— Start of Records for this exercise —

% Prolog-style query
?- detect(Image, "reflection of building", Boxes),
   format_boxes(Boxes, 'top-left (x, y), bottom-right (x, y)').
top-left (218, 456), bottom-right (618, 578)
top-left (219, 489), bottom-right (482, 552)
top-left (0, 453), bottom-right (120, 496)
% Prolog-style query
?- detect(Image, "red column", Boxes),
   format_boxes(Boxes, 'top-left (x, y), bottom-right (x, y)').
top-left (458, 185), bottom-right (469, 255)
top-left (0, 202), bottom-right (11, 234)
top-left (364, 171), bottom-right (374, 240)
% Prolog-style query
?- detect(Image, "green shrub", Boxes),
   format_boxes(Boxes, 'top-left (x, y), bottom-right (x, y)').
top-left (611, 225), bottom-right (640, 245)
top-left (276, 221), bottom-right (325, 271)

— End of Records for this exercise —

**Stated task:**
Copy all of the material above line for line, changing nothing.

**Result:**
% Prolog-style query
?- detect(Image, "reflection of building", Boxes),
   format_boxes(Boxes, 'top-left (x, y), bottom-right (x, y)').
top-left (218, 456), bottom-right (618, 578)
top-left (219, 489), bottom-right (482, 552)
top-left (0, 453), bottom-right (120, 496)
% Prolog-style query
?- detect(Image, "red column", Boxes),
   format_boxes(Boxes, 'top-left (x, y), bottom-right (x, y)').
top-left (458, 185), bottom-right (469, 255)
top-left (0, 202), bottom-right (11, 234)
top-left (364, 171), bottom-right (374, 240)
% Prolog-style query
?- detect(Image, "green shrub", Boxes),
   format_boxes(Boxes, 'top-left (x, y), bottom-right (x, y)').
top-left (611, 225), bottom-right (640, 245)
top-left (276, 221), bottom-right (325, 271)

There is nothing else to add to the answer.